### BRIEF
Each entry needs to be reproduced verbatim.

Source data
▽

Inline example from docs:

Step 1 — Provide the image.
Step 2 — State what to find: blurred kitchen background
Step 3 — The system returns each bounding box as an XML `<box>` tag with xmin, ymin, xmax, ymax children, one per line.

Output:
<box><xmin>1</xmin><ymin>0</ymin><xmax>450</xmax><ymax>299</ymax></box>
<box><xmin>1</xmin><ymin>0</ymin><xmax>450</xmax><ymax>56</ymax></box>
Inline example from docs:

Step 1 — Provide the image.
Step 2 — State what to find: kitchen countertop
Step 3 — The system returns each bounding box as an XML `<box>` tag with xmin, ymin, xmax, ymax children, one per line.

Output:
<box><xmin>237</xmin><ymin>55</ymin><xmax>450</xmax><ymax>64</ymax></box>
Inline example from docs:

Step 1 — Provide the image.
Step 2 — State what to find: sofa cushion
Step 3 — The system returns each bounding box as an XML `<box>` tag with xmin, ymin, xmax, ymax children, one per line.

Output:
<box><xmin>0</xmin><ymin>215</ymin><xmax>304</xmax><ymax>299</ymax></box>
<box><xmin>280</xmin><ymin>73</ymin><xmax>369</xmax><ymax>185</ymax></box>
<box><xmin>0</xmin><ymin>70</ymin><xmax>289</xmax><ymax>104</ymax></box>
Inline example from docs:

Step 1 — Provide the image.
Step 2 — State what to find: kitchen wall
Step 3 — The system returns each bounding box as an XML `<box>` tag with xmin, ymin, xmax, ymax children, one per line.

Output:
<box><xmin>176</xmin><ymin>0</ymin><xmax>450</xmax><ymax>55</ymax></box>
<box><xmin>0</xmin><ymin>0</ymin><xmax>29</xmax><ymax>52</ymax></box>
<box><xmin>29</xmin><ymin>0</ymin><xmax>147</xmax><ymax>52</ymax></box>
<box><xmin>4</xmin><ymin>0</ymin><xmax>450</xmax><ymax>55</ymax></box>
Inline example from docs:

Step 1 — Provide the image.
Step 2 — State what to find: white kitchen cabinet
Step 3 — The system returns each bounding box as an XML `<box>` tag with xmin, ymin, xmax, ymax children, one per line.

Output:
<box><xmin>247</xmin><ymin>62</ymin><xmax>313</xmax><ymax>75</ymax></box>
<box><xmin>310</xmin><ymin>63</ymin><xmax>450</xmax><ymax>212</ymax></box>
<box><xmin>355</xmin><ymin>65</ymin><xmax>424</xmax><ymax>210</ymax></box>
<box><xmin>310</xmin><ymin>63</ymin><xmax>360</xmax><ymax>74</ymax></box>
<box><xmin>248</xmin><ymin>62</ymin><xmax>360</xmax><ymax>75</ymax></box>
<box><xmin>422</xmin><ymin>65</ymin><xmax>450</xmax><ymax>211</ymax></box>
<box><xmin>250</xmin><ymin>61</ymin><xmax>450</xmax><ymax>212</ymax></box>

△

### TASK RESULT
Inline example from docs:

Step 1 — Provide the image.
Step 2 — State what to find: blurred kitchen background
Step 3 — The system returns each bounding box as an XML `<box>` tag with xmin, ymin, xmax, ymax children, one per line.

Output:
<box><xmin>1</xmin><ymin>0</ymin><xmax>450</xmax><ymax>299</ymax></box>
<box><xmin>1</xmin><ymin>0</ymin><xmax>450</xmax><ymax>56</ymax></box>
Inline example from docs:

Step 1 — Provide the image.
Step 2 — State what to find: kitchen countertop
Step 3 — The system returns each bounding box as an XML `<box>` tag with xmin, ymin, xmax, ymax children, one per line.

Output:
<box><xmin>237</xmin><ymin>55</ymin><xmax>450</xmax><ymax>64</ymax></box>
Inline example from docs:

Step 1 — Provide the image.
Step 2 — State what to find: sofa cushion
Step 3 — The system returns each bounding box as an XML `<box>` tag with xmin, ymin, xmax, ymax children, one per line.

Output:
<box><xmin>0</xmin><ymin>215</ymin><xmax>304</xmax><ymax>299</ymax></box>
<box><xmin>280</xmin><ymin>73</ymin><xmax>369</xmax><ymax>185</ymax></box>
<box><xmin>0</xmin><ymin>70</ymin><xmax>289</xmax><ymax>104</ymax></box>
Inline example from docs:

Step 1 — Provide the image.
Step 2 — State what to find: kitchen wall
Step 3 — The system returns each bounding box as an XML `<box>` tag with xmin, ymin, xmax, ymax children, one per line.

Output:
<box><xmin>176</xmin><ymin>0</ymin><xmax>450</xmax><ymax>55</ymax></box>
<box><xmin>0</xmin><ymin>0</ymin><xmax>29</xmax><ymax>52</ymax></box>
<box><xmin>29</xmin><ymin>0</ymin><xmax>147</xmax><ymax>52</ymax></box>
<box><xmin>4</xmin><ymin>0</ymin><xmax>450</xmax><ymax>55</ymax></box>
Inline example from docs:

Step 1 — Provide the image.
Step 2 — State what to find: white kitchen cabinet
Step 3 — The system returns each bounding box as an XML `<box>` tag with xmin, ymin, xmax, ymax children, one per line.

Output:
<box><xmin>247</xmin><ymin>62</ymin><xmax>313</xmax><ymax>75</ymax></box>
<box><xmin>310</xmin><ymin>63</ymin><xmax>450</xmax><ymax>212</ymax></box>
<box><xmin>355</xmin><ymin>65</ymin><xmax>424</xmax><ymax>210</ymax></box>
<box><xmin>310</xmin><ymin>63</ymin><xmax>360</xmax><ymax>74</ymax></box>
<box><xmin>248</xmin><ymin>62</ymin><xmax>360</xmax><ymax>75</ymax></box>
<box><xmin>422</xmin><ymin>65</ymin><xmax>450</xmax><ymax>211</ymax></box>
<box><xmin>250</xmin><ymin>61</ymin><xmax>450</xmax><ymax>212</ymax></box>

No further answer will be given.